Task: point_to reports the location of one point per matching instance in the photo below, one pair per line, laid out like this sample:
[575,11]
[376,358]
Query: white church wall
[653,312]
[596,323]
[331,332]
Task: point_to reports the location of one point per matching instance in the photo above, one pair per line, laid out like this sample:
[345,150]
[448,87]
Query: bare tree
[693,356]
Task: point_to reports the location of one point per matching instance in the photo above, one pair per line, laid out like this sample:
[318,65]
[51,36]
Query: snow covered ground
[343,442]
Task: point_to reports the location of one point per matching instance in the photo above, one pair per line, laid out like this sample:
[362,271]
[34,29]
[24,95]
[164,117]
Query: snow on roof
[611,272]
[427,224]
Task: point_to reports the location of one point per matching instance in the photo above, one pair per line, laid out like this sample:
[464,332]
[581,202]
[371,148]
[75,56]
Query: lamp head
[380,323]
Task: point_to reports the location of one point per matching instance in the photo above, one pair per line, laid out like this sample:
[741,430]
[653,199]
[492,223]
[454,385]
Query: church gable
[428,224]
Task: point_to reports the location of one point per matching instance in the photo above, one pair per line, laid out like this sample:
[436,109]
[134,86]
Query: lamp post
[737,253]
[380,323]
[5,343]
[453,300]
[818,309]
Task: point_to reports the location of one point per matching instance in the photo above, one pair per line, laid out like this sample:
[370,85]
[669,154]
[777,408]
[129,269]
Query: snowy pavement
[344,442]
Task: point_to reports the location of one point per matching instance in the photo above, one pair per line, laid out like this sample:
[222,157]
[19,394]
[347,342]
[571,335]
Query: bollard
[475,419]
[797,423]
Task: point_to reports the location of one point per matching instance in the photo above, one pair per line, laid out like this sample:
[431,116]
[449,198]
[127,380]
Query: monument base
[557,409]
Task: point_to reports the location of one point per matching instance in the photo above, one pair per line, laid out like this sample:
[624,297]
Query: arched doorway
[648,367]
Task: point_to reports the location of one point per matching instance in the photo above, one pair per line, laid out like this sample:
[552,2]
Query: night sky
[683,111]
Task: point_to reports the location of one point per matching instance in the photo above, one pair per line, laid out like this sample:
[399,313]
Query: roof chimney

### Task prompt
Every line of the material above must be set down again exactly.

### Task solution
Task: point_to reports the location of one point per matching instance in the photo below, one pair per line, laid out like this sample:
[575,11]
[376,358]
Query: white church wall
[653,312]
[596,323]
[331,332]
Task: point_to reports the location of one point per matching instance in the photo above, one pair per line, laid out like this sample:
[345,150]
[448,87]
Query: bare tree
[693,356]
Task: point_to reports the location of one point per matching instance in the photo above, one pair per line, laid out like this sample:
[318,65]
[51,36]
Query: snow covered ground
[343,442]
Task: point_to reports the location of one point per matching instance in the photo above, one pair per line, laid out like this sample:
[362,271]
[34,29]
[24,95]
[164,117]
Query: snow on roof
[611,272]
[427,224]
Task: point_to reports the location of one point per matching instance in the photo above, one pair per line, laid out like this sample:
[464,332]
[581,202]
[371,148]
[75,56]
Query: lamp head
[380,323]
Task: point_to reports the location of one point per matching instance in the photo above, one pair per line, laid out like this sample:
[741,430]
[653,199]
[492,223]
[454,385]
Query: church gable
[428,224]
Task: point_to reports the location of one point per matching instance in the photo above, one pair per line, laid out like this sample:
[436,109]
[134,86]
Query: lamp post
[737,253]
[380,323]
[5,343]
[453,300]
[818,309]
Task: point_to reports the location of one point per matching instance in the photo above, one pair per line, laid out like this sample:
[370,85]
[669,154]
[777,408]
[129,269]
Query: snowy pavement
[344,442]
Task: point_to reports the location of one point per matching instance in the photo above, one pair per line, laid out like this sample:
[222,157]
[19,394]
[347,342]
[571,335]
Query: bollard
[475,419]
[797,423]
Task: point_to reports the location of one point per matching instance in the photo above, one pair per line, laid out like this sample:
[431,116]
[449,198]
[127,380]
Query: monument base
[557,409]
Task: point_to reports the location of one point per matching instance in the photo above, one pair per line, laid out like this sample:
[624,297]
Query: arched doorway
[648,367]
Task: point_to reports the location of one point per matching instance in the photo above, one pair per line, laid out like this sample:
[552,2]
Query: night sky
[683,111]
Task: point_to reports the location of one point per matching instance in the photo above, one pair per line, laid out like this sample:
[399,313]
Query: roof chimney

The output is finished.